TASK TO CARRY OUT :: Reproduce the stretch from the start of the rows through the line containing "513 287 L 505", requests included. Multiply each coordinate in the traced outlines by 1.05 and round to whole numbers with halves going up, leave the requests and their sample paths unchanged, and omit the pictures.

EXERCISE MATERIAL ::

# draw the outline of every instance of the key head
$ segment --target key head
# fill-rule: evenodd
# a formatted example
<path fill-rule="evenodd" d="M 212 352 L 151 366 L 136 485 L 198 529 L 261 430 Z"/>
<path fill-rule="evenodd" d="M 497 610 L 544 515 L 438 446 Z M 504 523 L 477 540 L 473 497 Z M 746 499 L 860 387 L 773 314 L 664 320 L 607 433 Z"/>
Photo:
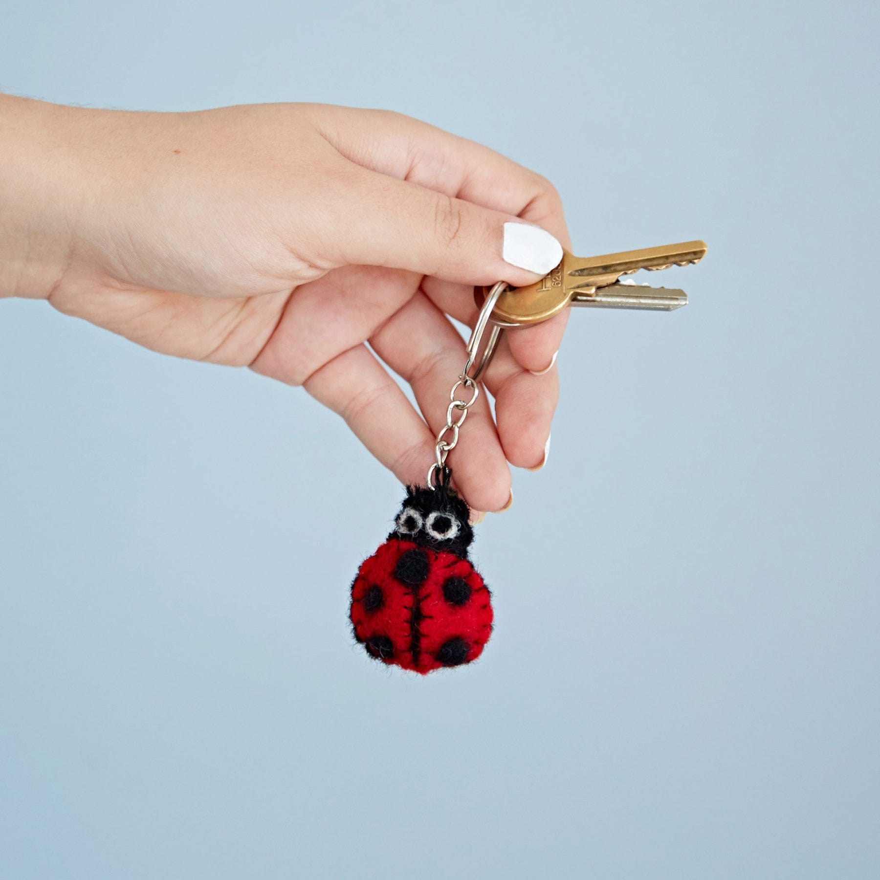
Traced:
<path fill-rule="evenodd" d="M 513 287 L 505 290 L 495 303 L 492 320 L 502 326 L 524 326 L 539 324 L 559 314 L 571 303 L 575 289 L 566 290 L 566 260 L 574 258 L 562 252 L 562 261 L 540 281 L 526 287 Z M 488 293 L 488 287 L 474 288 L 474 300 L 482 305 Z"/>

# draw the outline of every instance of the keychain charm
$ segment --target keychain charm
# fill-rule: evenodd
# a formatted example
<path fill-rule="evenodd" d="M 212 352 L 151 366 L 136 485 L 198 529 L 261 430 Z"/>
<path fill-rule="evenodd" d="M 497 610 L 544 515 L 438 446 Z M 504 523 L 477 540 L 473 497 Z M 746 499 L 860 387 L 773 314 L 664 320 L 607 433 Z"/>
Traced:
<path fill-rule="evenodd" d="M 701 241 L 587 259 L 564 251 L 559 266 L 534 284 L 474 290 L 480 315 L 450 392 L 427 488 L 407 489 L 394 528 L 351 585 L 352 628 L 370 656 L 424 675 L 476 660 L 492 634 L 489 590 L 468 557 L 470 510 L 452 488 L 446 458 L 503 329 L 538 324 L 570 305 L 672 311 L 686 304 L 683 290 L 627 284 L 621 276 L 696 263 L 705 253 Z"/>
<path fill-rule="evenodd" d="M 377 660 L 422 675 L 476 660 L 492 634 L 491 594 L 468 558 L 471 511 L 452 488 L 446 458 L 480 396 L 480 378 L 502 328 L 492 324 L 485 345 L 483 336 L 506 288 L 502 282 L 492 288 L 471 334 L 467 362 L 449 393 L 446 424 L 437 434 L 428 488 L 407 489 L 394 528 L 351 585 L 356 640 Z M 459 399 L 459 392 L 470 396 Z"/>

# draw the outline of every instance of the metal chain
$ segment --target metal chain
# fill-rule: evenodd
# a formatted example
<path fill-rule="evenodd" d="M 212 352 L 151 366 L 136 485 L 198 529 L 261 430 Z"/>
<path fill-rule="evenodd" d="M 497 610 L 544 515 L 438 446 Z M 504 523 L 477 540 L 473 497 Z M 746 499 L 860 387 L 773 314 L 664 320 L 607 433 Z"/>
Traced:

REPLY ::
# draw the outline of every instance of the key head
$ segment --target key head
# fill-rule: evenodd
# a formatted example
<path fill-rule="evenodd" d="M 212 352 L 151 366 L 136 485 L 198 529 L 261 430 Z"/>
<path fill-rule="evenodd" d="M 497 610 L 544 515 L 438 446 Z M 504 523 L 477 540 L 473 497 Z M 746 499 L 860 387 L 773 314 L 664 320 L 607 433 Z"/>
Photo:
Traced:
<path fill-rule="evenodd" d="M 539 301 L 530 305 L 520 318 L 517 336 L 527 342 L 550 342 L 566 340 L 587 330 L 600 318 L 604 303 L 594 305 L 594 273 L 603 271 L 590 265 L 590 274 L 567 295 L 552 301 Z M 512 308 L 512 301 L 498 302 L 498 315 L 506 320 Z"/>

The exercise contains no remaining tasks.